> [Dataset records]

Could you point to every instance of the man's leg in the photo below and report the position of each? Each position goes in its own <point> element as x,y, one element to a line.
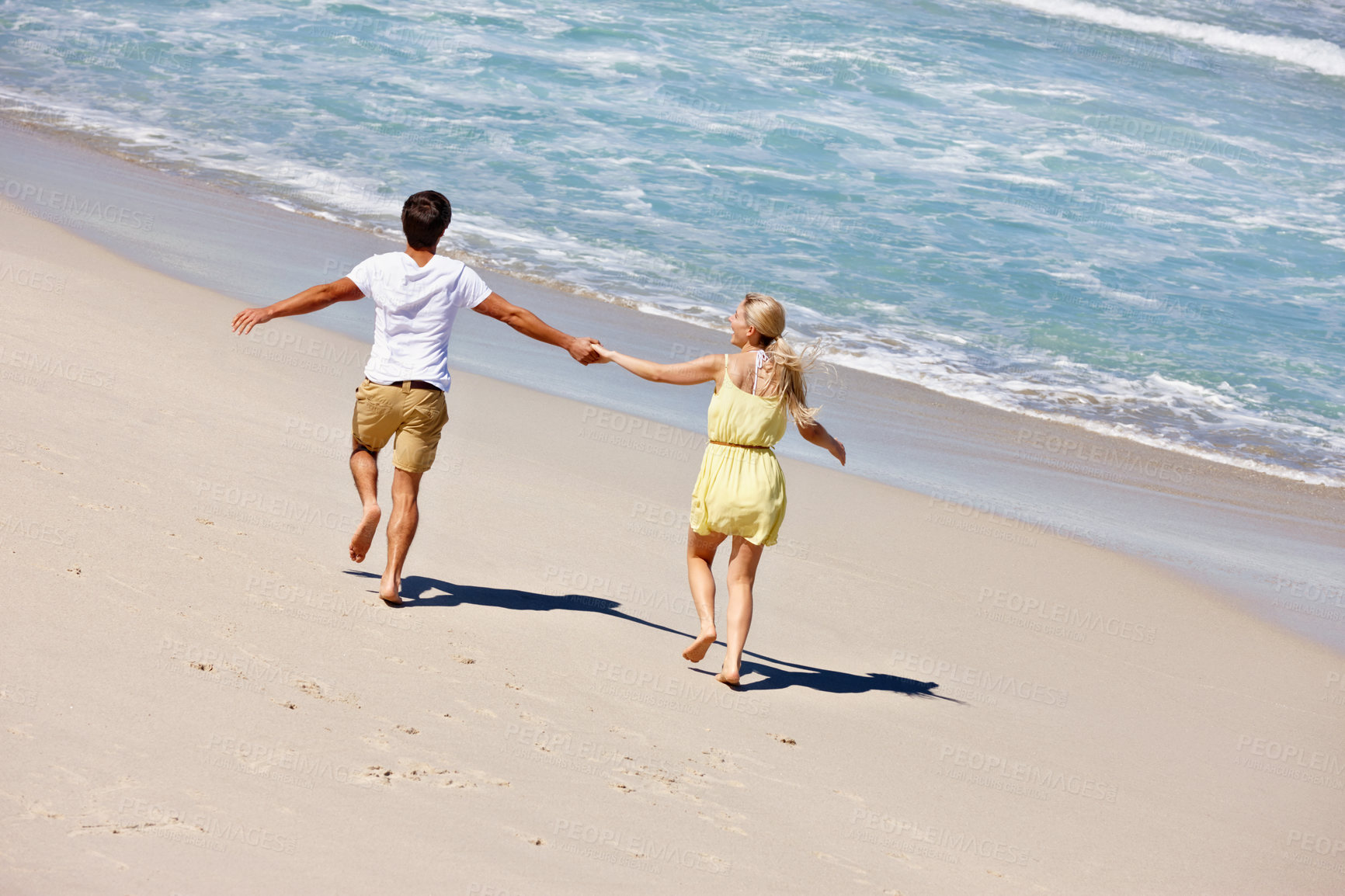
<point>363,467</point>
<point>401,530</point>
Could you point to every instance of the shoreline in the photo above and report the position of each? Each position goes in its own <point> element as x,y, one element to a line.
<point>231,690</point>
<point>1263,538</point>
<point>112,148</point>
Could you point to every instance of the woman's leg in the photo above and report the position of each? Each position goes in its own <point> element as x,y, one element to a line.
<point>700,554</point>
<point>742,563</point>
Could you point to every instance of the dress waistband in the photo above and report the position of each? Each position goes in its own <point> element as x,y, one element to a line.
<point>732,444</point>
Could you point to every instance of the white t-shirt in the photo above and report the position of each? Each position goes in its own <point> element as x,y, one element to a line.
<point>413,314</point>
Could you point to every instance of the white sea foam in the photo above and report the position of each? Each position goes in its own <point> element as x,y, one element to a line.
<point>1315,54</point>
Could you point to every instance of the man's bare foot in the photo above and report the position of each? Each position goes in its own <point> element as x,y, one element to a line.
<point>363,536</point>
<point>731,679</point>
<point>696,653</point>
<point>391,591</point>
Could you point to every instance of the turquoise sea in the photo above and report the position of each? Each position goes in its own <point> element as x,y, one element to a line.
<point>1128,216</point>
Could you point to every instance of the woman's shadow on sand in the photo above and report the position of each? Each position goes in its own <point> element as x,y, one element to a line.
<point>421,591</point>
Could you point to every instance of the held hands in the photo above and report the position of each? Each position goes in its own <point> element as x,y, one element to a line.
<point>587,352</point>
<point>249,318</point>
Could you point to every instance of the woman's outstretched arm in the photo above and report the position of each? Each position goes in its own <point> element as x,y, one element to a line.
<point>683,374</point>
<point>818,435</point>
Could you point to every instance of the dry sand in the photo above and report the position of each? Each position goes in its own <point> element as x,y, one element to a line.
<point>202,694</point>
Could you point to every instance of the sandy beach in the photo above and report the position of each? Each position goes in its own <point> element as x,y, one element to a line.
<point>202,694</point>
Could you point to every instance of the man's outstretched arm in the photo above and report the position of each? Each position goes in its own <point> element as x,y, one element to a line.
<point>529,325</point>
<point>312,299</point>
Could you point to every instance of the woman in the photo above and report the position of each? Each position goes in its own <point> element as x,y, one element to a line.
<point>740,490</point>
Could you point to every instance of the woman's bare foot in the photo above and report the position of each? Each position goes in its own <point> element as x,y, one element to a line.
<point>391,591</point>
<point>696,653</point>
<point>731,679</point>
<point>363,536</point>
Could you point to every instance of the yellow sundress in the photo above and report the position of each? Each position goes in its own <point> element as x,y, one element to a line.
<point>740,490</point>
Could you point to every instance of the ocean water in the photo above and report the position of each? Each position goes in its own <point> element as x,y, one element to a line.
<point>1126,216</point>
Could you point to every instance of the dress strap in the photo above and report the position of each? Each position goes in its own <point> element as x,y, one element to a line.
<point>757,369</point>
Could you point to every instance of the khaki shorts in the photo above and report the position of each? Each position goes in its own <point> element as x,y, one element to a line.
<point>416,416</point>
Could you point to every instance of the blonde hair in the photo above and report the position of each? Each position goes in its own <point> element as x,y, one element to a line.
<point>788,366</point>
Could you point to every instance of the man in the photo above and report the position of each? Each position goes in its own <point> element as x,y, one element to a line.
<point>416,297</point>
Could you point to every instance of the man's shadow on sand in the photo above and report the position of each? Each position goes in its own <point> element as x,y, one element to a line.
<point>420,591</point>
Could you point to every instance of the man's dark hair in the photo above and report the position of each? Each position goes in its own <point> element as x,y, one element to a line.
<point>426,217</point>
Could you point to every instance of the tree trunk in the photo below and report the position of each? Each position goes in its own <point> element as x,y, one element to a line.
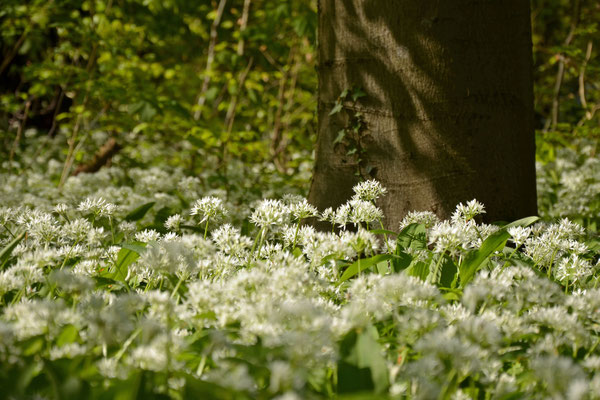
<point>448,108</point>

> [Task description] Please copy all of the material above line for line, leaving out the pictures.

> [Complete response]
Could you point to every instance of the man's leg in the photo below and report the position of each? Each position goes in its own <point> element as x,y, one element to a line.
<point>363,467</point>
<point>401,530</point>
Could you point to every instance of the shoreline in the photo above and report the position of each? Each position goes in its own <point> element as x,y, one element to a line.
<point>231,690</point>
<point>1263,538</point>
<point>112,148</point>
Could you point to every instance of the woman's leg in the photo above and report the position of each? Each position goes in its own <point> element as x,y, one element to a line.
<point>700,554</point>
<point>742,563</point>
Could you point to every instance of the dress waistband in the photo above and report the position of each? Each position goes in its own <point> element as x,y, one element to a line.
<point>732,444</point>
Could you point to every instance of the white t-shirt in the photo above and report the position of each? Each position goes in its own <point> element as x,y, one element to a line.
<point>413,314</point>
Could you point to every instance of the white sea foam in the photo above and report the position of each? Each position goes in its own <point> element as x,y, one element to a line.
<point>1315,54</point>
Could you point to every instance of the man's bare foot in the photo above and report the position of each? Each position goes in its own <point> element as x,y, one element to a line.
<point>363,536</point>
<point>731,679</point>
<point>696,653</point>
<point>391,591</point>
Could you point to every instance of the turquoise sea in the photo above and report the position of each? Each position goes in its own <point> element as x,y, one element to a line.
<point>1128,216</point>
Could you point to every instance of the woman's shadow on sand in the photo above and report the position of each? Each position goes in its own <point> element as x,y, one element to a line.
<point>421,591</point>
Could you point to every instance of the held hands in the photo above and report the position of each? Each position goes in its own <point> element as x,y, one element to a line.
<point>587,352</point>
<point>249,318</point>
Could you point to every instance of the woman's outstretched arm in the photo above and report the position of each? Each position goes in its own <point> element as x,y, one element to a line.
<point>683,374</point>
<point>818,435</point>
Could you point to every instance of the dry sand in the photo above and report the position of each? Each position goes in its own <point> element as x,y, one element to a line.
<point>202,694</point>
Could you point to every instance of the sandy beach in the photo above and report the position of each? Each position goes in its own <point> element as x,y, one element to a line.
<point>202,694</point>
Could you point to every instance of the man's outstretched arm in the photo above and report the position of each? Each position goes in its own <point> element as x,y, one element to a line.
<point>529,325</point>
<point>312,299</point>
Could you point to every instance of the woman in the photo above and report the position of each? Each position goes in its own <point> element as x,y, one element to a line.
<point>740,490</point>
Could you point to every instance of the woman's bare foot in the photo above and report the position of each? Each position goes in its own <point> element as x,y, one element to a line.
<point>391,591</point>
<point>696,653</point>
<point>731,679</point>
<point>363,536</point>
Could you point to every instance of the yellow sundress in the photo above and report the position of each? Each position goes in its own <point> element as x,y, one element to a line.
<point>740,490</point>
Could you point to every instance of the ocean water in the photo above and report the position of each? Each position goes in its own <point> element as x,y, one element to a line.
<point>1126,216</point>
Could you point to every instance of the dress strap in the photo above and report the position of each? Each position goes in its own <point> element as x,y, one element to a line.
<point>757,369</point>
Could you point to every instance of the khaki shorts in the photo above and report the position of each? Each position goes in its own <point> element as x,y, one element to a line.
<point>416,416</point>
Could you point to every instance of the blonde hair in the photo above and report the position of each? Each position goes in its own <point> element as x,y, one element to a line.
<point>788,366</point>
Could you point to every instance of the man in the photo above and report the position of each? Each position goes in its own <point> element as x,y, one element to a line.
<point>416,297</point>
Could you point to every instance of the man's shadow on sand in the photo above and report the position of each? Each position goes in its own <point> element as x,y, one element to a line.
<point>420,591</point>
Could you point to every instance of the man's dark hair in the photo above and report the position of each? Each position goes in its own <point> element as x,y, one element to a line.
<point>426,217</point>
Could you point to every instance of the tree trunk in the photo below and report the position of each? Each position goes in its own <point> element as x,y, one element to a line.
<point>448,108</point>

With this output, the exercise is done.